*WHAT IS ASKED*:
Write out all of the following lines exactly, with no changes.

Entries from an annotation dataset:
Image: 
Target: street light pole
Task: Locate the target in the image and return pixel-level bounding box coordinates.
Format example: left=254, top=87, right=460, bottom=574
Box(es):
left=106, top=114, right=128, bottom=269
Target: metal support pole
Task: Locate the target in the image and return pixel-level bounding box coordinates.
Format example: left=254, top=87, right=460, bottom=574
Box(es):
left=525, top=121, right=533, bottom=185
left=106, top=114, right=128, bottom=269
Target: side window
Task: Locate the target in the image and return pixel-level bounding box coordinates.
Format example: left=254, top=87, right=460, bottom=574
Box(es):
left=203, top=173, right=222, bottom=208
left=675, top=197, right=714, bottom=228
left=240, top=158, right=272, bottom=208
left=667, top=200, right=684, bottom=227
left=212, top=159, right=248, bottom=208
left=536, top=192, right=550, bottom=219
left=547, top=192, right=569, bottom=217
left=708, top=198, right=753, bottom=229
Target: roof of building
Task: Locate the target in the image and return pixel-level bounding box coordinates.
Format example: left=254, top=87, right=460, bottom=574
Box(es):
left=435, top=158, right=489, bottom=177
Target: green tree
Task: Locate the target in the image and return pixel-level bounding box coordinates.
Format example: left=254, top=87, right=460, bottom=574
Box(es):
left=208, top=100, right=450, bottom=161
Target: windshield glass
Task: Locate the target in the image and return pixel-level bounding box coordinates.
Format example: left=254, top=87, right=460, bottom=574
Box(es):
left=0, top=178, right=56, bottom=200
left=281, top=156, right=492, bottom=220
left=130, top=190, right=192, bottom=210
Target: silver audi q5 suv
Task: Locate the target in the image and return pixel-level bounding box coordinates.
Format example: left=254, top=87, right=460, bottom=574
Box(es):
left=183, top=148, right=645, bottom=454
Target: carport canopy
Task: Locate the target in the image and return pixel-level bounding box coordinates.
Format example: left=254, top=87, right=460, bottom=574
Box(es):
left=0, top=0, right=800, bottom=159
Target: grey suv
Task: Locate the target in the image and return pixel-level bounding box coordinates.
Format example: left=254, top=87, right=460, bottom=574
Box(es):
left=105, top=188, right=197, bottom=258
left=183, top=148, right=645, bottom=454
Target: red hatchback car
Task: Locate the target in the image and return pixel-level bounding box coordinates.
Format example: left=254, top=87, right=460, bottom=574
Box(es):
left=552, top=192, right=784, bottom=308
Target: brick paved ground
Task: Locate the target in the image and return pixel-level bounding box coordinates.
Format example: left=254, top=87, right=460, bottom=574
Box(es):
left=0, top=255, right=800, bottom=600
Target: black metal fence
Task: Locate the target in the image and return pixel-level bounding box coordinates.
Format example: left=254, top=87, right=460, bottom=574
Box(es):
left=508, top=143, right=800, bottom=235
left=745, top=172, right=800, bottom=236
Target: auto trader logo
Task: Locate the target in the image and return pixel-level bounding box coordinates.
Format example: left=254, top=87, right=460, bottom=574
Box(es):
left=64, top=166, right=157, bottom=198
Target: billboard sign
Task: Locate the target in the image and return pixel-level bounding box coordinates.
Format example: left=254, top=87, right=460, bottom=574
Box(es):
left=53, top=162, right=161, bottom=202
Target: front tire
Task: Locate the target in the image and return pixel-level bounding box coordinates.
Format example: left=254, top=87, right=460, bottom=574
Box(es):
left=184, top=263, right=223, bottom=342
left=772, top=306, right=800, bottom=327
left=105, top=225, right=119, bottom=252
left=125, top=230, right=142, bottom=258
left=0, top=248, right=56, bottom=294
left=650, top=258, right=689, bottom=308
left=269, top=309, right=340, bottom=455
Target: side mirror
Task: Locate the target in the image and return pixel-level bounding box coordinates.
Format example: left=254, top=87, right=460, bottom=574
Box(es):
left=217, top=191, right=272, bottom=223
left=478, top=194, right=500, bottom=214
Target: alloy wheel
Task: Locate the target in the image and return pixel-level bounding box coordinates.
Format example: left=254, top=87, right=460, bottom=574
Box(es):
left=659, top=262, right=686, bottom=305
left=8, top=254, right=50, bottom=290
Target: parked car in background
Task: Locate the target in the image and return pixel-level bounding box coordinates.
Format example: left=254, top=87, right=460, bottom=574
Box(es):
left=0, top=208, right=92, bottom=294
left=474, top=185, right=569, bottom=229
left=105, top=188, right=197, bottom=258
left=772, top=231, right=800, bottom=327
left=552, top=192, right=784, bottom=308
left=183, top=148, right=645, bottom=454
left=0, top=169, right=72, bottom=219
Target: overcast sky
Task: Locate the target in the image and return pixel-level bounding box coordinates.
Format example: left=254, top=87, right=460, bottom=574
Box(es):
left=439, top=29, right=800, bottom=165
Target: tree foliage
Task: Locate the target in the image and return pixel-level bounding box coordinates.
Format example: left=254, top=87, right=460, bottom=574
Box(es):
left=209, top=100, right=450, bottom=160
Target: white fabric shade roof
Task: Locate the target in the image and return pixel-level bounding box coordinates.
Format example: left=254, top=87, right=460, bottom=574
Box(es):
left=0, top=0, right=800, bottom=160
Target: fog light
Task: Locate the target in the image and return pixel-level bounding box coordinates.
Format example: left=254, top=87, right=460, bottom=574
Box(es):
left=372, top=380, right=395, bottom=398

*WORKED SOLUTION*:
Image: 
Target: street light pole
Task: Locate the target in the image and return pixel-level bounding box coordinates.
Format example: left=254, top=87, right=460, bottom=574
Box(es):
left=106, top=114, right=128, bottom=269
Target: metal support pole
Task: Locate the target in the image and return pixel-level bounding box coordinates.
Format example: left=254, top=87, right=460, bottom=574
Box(es):
left=525, top=121, right=533, bottom=185
left=106, top=114, right=128, bottom=269
Target: side window
Task: Locate the target in the image and return pixel-level bounding box coordinates.
Format example: left=254, top=87, right=460, bottom=574
Box(es):
left=203, top=173, right=222, bottom=208
left=675, top=197, right=714, bottom=228
left=240, top=158, right=272, bottom=208
left=667, top=200, right=684, bottom=227
left=212, top=159, right=248, bottom=208
left=536, top=192, right=550, bottom=219
left=547, top=192, right=569, bottom=217
left=708, top=198, right=753, bottom=229
Target: roof of building
Task: Locate the target in the image and return pixel-level bounding box coordinates.
Format example: left=254, top=87, right=460, bottom=574
Box(es):
left=435, top=158, right=489, bottom=177
Target: green tree
Task: Locate the target in the image and return pixel-level bounding box coordinates.
Format example: left=254, top=87, right=460, bottom=574
Box(es):
left=208, top=100, right=450, bottom=161
Target: windshield glass
Task: Locate the target in the image and return pixel-level bounding box coordinates.
Format example: left=254, top=87, right=460, bottom=574
Box(es):
left=0, top=178, right=56, bottom=200
left=281, top=156, right=492, bottom=220
left=130, top=190, right=192, bottom=210
Target: silver audi q5 suv
Task: Locate the target in the image and return pixel-level bounding box coordinates.
Format example: left=254, top=87, right=460, bottom=574
Box(es):
left=183, top=148, right=645, bottom=454
Target: carport canopy
Task: Locate the target in the image and return pixel-level bounding box coordinates.
Format example: left=254, top=87, right=460, bottom=574
Box(es):
left=0, top=0, right=800, bottom=159
Target: grey suv
Task: Locate the target in the image and return pixel-level bounding box coordinates.
Format example: left=254, top=87, right=460, bottom=574
Box(es):
left=105, top=188, right=197, bottom=258
left=183, top=148, right=645, bottom=454
Target: red hatchback car
Task: Locate the target in the image and return pixel-level bounding box coordinates.
Format example: left=254, top=87, right=460, bottom=574
Box(es):
left=552, top=192, right=784, bottom=308
Target: brick paved ground
Task: Locate the target in the image and return pixel-level bounding box coordinates.
Format example: left=254, top=87, right=460, bottom=574
Box(es):
left=0, top=255, right=800, bottom=600
Target: black metal fence
Task: Locate the target in the image and return pixel-level bounding box coordinates.
Format example: left=254, top=87, right=460, bottom=574
Box(es):
left=508, top=143, right=800, bottom=235
left=745, top=172, right=800, bottom=236
Target: auto trader logo
Task: Locate the target in the image and return pixel-level bounding box coordinates.
Format example: left=254, top=87, right=460, bottom=574
Box(es):
left=64, top=166, right=157, bottom=198
Target: billboard sign
Task: Locate the target in the image and return pixel-level bounding box coordinates.
Format example: left=254, top=87, right=460, bottom=574
Box(es):
left=53, top=162, right=161, bottom=202
Target: front tire
Task: Locate the target in the image and return pixel-level bounding box coordinates.
Format example: left=254, top=87, right=460, bottom=574
Box(es):
left=184, top=263, right=223, bottom=342
left=772, top=306, right=800, bottom=327
left=105, top=225, right=119, bottom=252
left=125, top=230, right=142, bottom=258
left=0, top=248, right=56, bottom=294
left=650, top=258, right=689, bottom=308
left=269, top=309, right=340, bottom=455
Target: side mirror
Task: Locate the target in the image and return pixel-level bounding box coordinates.
Format example: left=254, top=87, right=460, bottom=574
Box(es):
left=217, top=191, right=272, bottom=223
left=478, top=194, right=500, bottom=214
Target: alloy wheel
Task: Locate the target in the image and return pixel-level bounding box coordinates.
Format example: left=254, top=87, right=460, bottom=574
Box(es):
left=659, top=262, right=686, bottom=305
left=8, top=254, right=50, bottom=290
Target: parked car in background
Task: Locate the target in the image and return pixel-level bounding box coordinates.
Format example: left=254, top=87, right=460, bottom=574
Box(es):
left=0, top=208, right=92, bottom=294
left=474, top=185, right=569, bottom=229
left=105, top=188, right=197, bottom=258
left=772, top=231, right=800, bottom=327
left=552, top=192, right=784, bottom=308
left=183, top=148, right=645, bottom=454
left=0, top=169, right=72, bottom=219
Target: overcast sky
Task: Locate the target in the image and return pixel-level bounding box coordinates.
Format example: left=254, top=87, right=460, bottom=574
Box(es):
left=439, top=29, right=800, bottom=165
Target: tree foliage
Task: Locate the target in the image and return pixel-level bounding box coordinates.
Format example: left=254, top=87, right=460, bottom=574
Box(es):
left=209, top=100, right=450, bottom=160
Target: white fabric shade roof
Task: Locate the target in the image and return pixel-level bounding box coordinates.
Format example: left=254, top=87, right=460, bottom=574
Box(es):
left=0, top=0, right=800, bottom=160
Target: fog light
Task: Locate the target in the image and return pixel-level bounding box coordinates.
Format example: left=254, top=87, right=460, bottom=574
Box(es):
left=372, top=380, right=395, bottom=398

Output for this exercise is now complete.